(Try it) Find the word "marker" in the listing, and copy out each line where it turns up.

(Input for this task)
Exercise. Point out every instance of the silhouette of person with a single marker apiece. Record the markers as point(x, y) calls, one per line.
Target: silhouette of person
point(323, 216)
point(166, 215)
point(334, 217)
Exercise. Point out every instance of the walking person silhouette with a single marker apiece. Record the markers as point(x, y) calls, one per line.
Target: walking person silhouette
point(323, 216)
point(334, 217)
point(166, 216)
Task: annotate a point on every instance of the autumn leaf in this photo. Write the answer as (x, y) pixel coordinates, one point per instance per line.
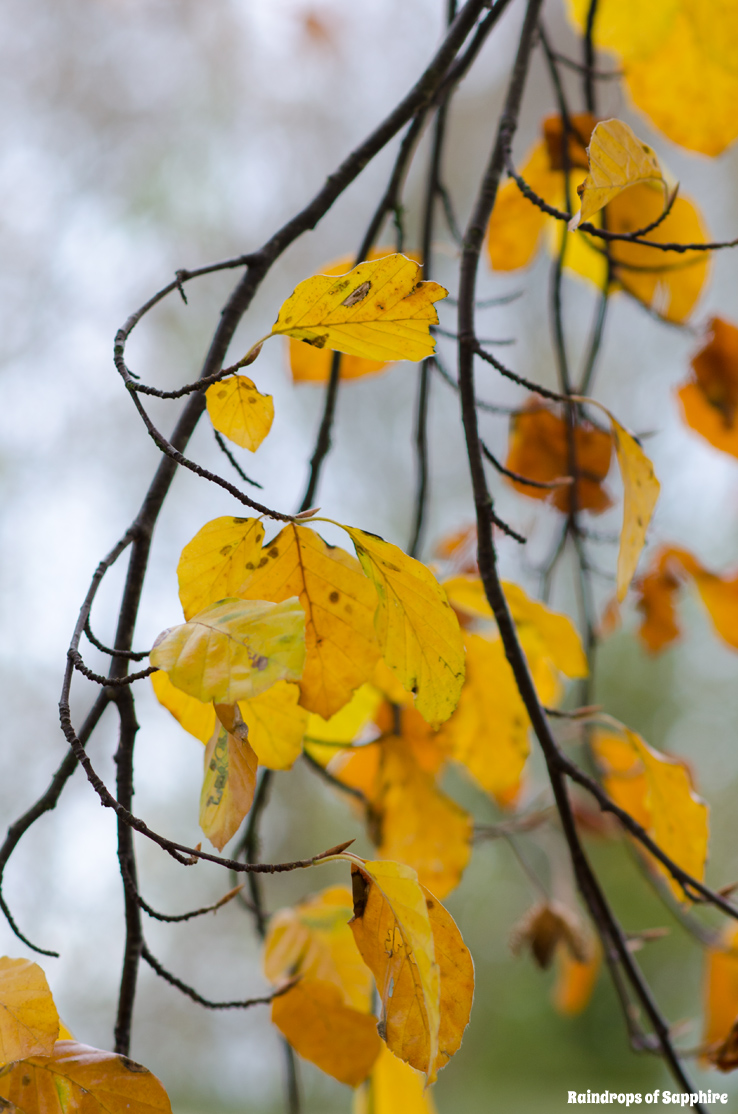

(Answer area)
Exercise. Point out every instance of the silhouette of person with a single marker apiece. Record the markers as point(x, y) calls, one per line.
Exercise. Point out every instance of the walking person silhouette with a single marker apiece. Record the markers as point(x, y) calls, one per line.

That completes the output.